# Problem to solve
Look through the data below. Show each line where the string "background" occurs.
---------------
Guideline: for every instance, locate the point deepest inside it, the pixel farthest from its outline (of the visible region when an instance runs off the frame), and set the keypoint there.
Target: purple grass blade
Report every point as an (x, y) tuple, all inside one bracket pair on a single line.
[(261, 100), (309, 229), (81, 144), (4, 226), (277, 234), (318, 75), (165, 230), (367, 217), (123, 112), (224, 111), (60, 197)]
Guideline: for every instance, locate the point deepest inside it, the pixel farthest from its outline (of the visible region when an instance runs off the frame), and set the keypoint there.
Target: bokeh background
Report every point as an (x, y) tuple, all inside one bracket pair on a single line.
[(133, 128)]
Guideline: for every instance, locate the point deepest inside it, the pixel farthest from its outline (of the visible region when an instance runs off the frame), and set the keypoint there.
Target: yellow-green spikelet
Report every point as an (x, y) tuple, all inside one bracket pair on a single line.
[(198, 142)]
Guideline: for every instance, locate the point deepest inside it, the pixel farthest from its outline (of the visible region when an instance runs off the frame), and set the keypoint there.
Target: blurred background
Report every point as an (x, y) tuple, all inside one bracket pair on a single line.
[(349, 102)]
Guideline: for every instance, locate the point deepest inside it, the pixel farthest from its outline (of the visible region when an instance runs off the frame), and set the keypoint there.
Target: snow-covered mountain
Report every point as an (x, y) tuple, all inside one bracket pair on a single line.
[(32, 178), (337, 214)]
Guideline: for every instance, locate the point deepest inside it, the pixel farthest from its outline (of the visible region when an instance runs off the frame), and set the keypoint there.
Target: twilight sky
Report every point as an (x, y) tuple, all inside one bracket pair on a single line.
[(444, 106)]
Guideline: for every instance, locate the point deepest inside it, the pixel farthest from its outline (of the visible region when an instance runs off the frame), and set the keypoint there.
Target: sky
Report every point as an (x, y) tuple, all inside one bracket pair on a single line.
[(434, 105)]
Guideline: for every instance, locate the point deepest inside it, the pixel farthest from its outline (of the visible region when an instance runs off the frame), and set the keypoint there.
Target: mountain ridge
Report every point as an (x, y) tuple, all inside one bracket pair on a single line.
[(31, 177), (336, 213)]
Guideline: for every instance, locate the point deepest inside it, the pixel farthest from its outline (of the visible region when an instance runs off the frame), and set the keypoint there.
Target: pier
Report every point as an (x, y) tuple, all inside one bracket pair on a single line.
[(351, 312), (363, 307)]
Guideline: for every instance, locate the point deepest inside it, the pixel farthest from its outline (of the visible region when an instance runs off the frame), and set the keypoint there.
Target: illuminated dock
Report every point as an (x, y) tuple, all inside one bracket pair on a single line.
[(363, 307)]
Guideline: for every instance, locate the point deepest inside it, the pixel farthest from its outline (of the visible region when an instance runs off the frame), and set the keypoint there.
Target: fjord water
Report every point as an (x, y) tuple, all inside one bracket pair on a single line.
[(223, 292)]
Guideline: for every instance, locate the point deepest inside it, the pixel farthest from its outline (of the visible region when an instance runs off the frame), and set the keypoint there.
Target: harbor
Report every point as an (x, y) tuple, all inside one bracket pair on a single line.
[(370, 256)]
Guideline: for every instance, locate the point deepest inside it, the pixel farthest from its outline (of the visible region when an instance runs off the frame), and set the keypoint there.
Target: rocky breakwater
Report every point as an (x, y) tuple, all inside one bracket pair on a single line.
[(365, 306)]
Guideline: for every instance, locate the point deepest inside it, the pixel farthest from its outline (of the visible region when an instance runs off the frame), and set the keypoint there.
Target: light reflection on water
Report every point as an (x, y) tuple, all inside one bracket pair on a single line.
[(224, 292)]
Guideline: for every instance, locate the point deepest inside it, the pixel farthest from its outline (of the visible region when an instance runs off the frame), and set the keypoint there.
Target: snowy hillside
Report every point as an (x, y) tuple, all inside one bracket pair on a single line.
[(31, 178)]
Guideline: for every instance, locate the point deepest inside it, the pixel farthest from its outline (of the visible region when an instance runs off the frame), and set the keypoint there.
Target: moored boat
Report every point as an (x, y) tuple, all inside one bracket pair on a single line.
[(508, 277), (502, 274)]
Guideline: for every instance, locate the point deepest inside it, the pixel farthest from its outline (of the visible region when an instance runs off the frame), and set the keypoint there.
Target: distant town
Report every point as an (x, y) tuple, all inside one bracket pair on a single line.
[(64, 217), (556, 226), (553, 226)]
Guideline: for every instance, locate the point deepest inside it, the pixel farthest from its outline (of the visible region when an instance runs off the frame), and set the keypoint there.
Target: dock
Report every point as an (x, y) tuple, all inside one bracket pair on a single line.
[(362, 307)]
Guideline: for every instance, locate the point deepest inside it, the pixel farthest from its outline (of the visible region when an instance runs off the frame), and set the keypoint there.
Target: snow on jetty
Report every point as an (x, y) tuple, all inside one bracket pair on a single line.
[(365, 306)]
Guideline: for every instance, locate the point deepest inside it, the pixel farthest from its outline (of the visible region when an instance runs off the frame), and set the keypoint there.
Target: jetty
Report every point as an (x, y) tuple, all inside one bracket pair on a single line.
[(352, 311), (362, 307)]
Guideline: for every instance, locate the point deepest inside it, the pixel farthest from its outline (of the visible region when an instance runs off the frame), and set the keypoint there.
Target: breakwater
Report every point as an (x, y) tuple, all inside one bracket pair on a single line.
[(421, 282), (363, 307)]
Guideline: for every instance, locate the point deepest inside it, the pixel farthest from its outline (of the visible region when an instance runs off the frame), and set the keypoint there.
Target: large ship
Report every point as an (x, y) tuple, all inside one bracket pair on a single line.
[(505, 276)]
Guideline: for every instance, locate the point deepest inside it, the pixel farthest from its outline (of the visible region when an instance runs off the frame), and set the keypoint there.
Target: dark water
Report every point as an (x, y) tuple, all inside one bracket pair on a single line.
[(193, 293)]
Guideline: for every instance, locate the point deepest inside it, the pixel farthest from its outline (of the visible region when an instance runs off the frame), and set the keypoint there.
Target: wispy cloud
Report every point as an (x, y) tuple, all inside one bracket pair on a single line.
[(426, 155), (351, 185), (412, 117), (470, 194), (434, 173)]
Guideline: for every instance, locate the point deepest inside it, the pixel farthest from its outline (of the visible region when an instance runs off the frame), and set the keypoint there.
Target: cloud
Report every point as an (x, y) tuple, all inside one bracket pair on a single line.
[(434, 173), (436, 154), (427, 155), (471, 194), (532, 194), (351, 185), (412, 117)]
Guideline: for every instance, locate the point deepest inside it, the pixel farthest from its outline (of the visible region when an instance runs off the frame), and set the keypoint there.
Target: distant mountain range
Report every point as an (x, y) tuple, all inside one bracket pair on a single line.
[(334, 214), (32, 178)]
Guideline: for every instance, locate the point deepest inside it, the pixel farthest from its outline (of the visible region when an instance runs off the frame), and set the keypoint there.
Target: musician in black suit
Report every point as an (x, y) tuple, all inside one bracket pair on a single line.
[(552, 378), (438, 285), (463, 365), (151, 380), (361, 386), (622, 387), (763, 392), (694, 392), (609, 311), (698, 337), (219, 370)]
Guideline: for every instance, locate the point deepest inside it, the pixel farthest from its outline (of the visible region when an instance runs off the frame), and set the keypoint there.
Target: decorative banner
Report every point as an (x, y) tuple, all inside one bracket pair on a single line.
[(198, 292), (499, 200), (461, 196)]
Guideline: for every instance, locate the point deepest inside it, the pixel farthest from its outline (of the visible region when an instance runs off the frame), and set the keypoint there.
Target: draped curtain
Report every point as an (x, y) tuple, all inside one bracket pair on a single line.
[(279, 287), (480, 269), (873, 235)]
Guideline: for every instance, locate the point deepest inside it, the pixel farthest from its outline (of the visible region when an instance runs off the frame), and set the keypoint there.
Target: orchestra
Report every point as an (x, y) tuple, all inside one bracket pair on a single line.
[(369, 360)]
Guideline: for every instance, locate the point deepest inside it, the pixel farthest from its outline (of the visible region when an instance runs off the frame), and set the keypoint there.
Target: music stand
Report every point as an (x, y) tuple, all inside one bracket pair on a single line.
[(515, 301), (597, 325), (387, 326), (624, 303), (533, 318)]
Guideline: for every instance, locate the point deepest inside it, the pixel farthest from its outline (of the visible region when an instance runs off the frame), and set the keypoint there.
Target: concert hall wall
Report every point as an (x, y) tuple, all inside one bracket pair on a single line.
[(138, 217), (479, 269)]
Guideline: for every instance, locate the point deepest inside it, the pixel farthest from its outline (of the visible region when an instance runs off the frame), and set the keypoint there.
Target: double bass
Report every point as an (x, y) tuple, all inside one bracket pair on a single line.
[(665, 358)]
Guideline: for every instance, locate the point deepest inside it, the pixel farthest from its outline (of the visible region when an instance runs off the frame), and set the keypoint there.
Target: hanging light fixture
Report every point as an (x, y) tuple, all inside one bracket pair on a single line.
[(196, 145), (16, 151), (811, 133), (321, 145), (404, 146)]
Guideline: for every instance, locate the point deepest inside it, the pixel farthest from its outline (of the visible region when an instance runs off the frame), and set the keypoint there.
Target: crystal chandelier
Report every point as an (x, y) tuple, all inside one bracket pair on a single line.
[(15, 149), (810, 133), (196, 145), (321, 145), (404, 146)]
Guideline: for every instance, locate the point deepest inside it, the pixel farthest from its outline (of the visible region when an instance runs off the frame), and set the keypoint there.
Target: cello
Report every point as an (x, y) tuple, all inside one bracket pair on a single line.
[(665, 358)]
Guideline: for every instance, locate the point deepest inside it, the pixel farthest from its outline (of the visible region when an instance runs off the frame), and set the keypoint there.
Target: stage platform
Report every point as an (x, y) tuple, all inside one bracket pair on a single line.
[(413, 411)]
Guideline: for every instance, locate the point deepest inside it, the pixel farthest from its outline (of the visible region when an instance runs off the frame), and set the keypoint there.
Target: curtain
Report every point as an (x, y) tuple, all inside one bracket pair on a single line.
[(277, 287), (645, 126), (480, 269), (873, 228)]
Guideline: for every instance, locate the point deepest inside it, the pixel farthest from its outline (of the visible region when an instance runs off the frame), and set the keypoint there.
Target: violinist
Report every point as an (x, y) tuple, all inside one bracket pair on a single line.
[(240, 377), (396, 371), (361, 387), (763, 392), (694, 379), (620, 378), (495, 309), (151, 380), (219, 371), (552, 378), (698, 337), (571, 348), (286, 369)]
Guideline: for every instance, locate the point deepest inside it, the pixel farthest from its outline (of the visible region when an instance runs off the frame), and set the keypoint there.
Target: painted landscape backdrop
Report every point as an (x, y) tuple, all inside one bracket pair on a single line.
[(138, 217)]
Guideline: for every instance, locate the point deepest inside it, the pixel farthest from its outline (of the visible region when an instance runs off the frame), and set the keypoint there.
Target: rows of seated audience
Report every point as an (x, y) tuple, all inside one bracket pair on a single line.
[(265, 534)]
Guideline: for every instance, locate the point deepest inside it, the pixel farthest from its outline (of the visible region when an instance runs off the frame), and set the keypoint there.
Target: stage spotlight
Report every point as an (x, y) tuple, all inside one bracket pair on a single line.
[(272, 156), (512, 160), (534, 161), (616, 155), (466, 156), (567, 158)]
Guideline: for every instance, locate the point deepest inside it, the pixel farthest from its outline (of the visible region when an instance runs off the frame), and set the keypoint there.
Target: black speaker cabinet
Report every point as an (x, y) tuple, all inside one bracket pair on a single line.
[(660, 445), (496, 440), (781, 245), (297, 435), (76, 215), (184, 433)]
---------------
# Finished exercise
Target: bokeh background
Target: blurred background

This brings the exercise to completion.